◆ **Supplied records**:
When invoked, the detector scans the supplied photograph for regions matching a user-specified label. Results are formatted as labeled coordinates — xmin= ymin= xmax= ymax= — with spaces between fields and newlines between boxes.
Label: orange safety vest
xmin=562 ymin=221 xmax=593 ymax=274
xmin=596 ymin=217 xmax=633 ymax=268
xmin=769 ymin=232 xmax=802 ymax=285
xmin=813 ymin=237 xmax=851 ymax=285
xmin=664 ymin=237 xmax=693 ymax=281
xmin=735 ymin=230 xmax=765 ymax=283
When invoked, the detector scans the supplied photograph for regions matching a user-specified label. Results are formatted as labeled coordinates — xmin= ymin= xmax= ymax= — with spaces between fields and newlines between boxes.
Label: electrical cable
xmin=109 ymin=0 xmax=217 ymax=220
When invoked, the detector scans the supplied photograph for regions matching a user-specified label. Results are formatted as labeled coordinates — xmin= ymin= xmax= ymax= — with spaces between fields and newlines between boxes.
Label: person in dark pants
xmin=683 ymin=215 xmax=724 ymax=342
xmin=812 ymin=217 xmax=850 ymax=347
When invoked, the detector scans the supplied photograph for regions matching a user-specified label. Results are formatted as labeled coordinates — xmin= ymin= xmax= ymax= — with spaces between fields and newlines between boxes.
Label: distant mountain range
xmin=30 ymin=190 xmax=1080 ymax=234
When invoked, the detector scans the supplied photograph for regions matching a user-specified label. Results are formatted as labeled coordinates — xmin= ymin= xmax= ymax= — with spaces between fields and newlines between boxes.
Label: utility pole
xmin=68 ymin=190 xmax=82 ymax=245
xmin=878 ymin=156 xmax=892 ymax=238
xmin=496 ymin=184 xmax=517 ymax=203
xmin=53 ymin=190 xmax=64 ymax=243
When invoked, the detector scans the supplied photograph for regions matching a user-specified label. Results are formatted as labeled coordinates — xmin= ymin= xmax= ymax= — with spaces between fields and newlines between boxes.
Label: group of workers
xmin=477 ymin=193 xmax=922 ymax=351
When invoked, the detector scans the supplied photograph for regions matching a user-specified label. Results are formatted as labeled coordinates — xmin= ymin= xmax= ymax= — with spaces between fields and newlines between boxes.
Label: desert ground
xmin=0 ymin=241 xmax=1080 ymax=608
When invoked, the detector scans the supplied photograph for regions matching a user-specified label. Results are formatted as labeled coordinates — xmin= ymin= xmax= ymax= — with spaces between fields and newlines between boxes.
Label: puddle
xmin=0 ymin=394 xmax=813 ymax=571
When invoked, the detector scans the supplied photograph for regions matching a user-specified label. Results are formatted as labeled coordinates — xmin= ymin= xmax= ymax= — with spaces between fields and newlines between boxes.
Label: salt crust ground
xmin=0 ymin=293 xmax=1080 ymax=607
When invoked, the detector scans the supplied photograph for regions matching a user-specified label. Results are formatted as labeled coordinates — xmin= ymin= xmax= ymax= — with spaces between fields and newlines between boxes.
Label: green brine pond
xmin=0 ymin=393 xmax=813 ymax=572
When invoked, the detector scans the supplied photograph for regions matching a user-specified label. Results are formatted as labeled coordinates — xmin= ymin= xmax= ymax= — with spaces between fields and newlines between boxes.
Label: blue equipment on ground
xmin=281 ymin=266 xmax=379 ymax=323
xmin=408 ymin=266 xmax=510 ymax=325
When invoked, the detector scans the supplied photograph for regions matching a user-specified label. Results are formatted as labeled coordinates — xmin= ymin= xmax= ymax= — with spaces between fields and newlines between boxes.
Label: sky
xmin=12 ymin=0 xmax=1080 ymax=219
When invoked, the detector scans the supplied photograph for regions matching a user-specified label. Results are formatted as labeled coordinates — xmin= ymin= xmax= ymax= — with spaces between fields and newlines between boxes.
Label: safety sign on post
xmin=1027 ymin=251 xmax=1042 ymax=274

◆ **Given request**: Select every line in the rows above that contains the string "safety" and copy each one out in full. Treat case as significant.

◆ **Expected answer**:
Label: orange safety vest
Label: safety sign on post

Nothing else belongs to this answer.